Records drawn from a dataset:
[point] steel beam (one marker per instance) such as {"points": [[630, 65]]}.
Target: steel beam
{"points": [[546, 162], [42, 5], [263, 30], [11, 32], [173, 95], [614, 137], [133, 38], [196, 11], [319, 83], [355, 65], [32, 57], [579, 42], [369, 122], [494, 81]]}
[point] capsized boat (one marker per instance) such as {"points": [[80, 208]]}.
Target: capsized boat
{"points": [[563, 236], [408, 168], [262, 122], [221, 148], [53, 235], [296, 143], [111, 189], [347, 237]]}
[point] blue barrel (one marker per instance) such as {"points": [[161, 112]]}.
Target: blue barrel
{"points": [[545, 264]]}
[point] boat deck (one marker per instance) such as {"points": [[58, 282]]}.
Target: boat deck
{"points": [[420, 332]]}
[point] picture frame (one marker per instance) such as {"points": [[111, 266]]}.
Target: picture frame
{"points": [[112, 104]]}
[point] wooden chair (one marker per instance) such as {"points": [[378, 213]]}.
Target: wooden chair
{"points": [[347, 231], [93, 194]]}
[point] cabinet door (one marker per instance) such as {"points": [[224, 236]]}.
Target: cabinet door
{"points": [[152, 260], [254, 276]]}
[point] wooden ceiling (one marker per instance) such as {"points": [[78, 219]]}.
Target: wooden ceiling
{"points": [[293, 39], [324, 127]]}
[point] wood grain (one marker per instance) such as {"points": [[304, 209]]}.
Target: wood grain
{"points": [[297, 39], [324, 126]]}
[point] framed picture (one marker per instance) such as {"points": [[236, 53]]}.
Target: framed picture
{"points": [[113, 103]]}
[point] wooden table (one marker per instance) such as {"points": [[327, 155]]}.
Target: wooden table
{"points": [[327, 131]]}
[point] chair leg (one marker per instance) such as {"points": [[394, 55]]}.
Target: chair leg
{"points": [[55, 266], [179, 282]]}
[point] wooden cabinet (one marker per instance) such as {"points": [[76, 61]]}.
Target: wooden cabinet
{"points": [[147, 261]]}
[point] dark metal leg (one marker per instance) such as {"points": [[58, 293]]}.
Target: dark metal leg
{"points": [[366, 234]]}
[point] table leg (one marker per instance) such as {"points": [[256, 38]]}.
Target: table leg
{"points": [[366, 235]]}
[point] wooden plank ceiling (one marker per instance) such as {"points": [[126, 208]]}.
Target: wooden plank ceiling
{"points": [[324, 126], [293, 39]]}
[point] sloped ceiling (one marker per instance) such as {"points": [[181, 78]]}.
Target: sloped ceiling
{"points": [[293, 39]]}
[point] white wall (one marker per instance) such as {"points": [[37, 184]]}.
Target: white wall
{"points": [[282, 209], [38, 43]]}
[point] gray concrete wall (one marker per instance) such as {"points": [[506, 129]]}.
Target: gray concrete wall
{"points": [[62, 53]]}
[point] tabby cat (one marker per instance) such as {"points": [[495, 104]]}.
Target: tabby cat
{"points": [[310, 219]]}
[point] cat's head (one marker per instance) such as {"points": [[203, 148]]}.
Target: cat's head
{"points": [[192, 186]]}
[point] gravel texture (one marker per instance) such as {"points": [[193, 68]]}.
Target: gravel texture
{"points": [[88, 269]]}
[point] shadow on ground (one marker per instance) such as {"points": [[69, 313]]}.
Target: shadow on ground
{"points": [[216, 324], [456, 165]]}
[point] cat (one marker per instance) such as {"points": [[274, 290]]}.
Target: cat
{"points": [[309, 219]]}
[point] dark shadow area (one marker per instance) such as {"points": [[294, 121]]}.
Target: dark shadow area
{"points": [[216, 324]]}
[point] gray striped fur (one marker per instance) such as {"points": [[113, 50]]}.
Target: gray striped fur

* _WORK INSTRUCTIONS_
Copy the records above exactly.

* _YOUR RESPONSE_
[point] steel beam (one marker per instance) such as {"points": [[630, 65]]}.
Target: steel beam
{"points": [[546, 162], [42, 5], [263, 30], [11, 32], [173, 95], [614, 137], [133, 38], [196, 11], [319, 83], [355, 65], [32, 57], [579, 42], [369, 122], [494, 81]]}
[point] capsized boat (one marker per instance) such as {"points": [[80, 208]]}.
Target: capsized boat
{"points": [[563, 236], [408, 168], [262, 122], [221, 148], [53, 235], [296, 143], [111, 189], [347, 237]]}
[point] blue barrel (one marker per instance) such as {"points": [[161, 112]]}.
Target: blue barrel
{"points": [[545, 264]]}
[point] boat deck (one marker per instance) such as {"points": [[58, 282]]}.
Target: boat deck
{"points": [[420, 332]]}
[point] picture frame (one marker per instance) such as {"points": [[111, 266]]}.
Target: picture frame
{"points": [[112, 104]]}
[point] wooden chair (one marker per instance) such as {"points": [[378, 213]]}.
Target: wooden chair
{"points": [[347, 231], [93, 194]]}
[point] cabinet door (one marker per instance) such as {"points": [[224, 236]]}.
Target: cabinet door
{"points": [[152, 260], [254, 276]]}
[point] wooden ceiling (one marker per instance) such as {"points": [[78, 219]]}.
Target: wooden ceiling
{"points": [[293, 39], [324, 127]]}
[point] wood grain (one marker per instance) such as {"points": [[304, 209]]}.
Target: wood grain
{"points": [[297, 39], [324, 126]]}
[point] framed picture (one marker per instance) such as {"points": [[236, 53]]}.
Target: framed picture
{"points": [[113, 103]]}
[point] wooden table (one marker per instance) such as {"points": [[327, 155]]}.
Target: wooden table
{"points": [[327, 131]]}
[point] chair leg (one marker per instance) such as {"points": [[394, 55]]}.
Target: chair leg
{"points": [[55, 266], [179, 282]]}
[point] wooden cabinet (one marker per instance) such as {"points": [[76, 61]]}.
Target: wooden cabinet
{"points": [[147, 261]]}
[point] dark metal leg (one marker per instance) such as {"points": [[58, 293]]}.
Target: dark metal leg
{"points": [[366, 234]]}
[point] table leg (one marker per instance) such as {"points": [[256, 38]]}.
Target: table leg
{"points": [[366, 235]]}
[point] wooden plank ceiling (one marker per instance) such as {"points": [[126, 208]]}.
Target: wooden plank ceiling
{"points": [[324, 126], [293, 39]]}
[point] sloped ceiling (one marker per instance) such as {"points": [[181, 78]]}.
Target: sloped ceiling
{"points": [[293, 39]]}
[point] white wall (one marker per instance) such as {"points": [[37, 184]]}.
Target: white wall
{"points": [[282, 209], [38, 43]]}
[point] gray concrete wall (one marker per instance) such as {"points": [[506, 129]]}.
Target: gray concrete wall
{"points": [[62, 53]]}
[point] tabby cat (one marker per instance) such as {"points": [[495, 104]]}.
Target: tabby cat
{"points": [[310, 219]]}
[point] cat's head (one marker per instance) such as {"points": [[203, 148]]}.
Target: cat's head
{"points": [[192, 186]]}
[point] gravel texture (one marker per instance) such as {"points": [[193, 68]]}.
Target: gravel texture
{"points": [[88, 269]]}
[point] shadow on ground (one marker per instance) such as {"points": [[69, 313]]}.
Target: shadow on ground
{"points": [[216, 324], [456, 165]]}
[point] cat (one marker per instance) such as {"points": [[274, 290]]}.
Target: cat
{"points": [[309, 219]]}
[point] dark shadow area (one marker per instance) such as {"points": [[294, 121]]}.
Target: dark shadow area
{"points": [[216, 324]]}
[point] gray striped fur (one marker per instance) such as {"points": [[113, 50]]}.
Target: gray striped fur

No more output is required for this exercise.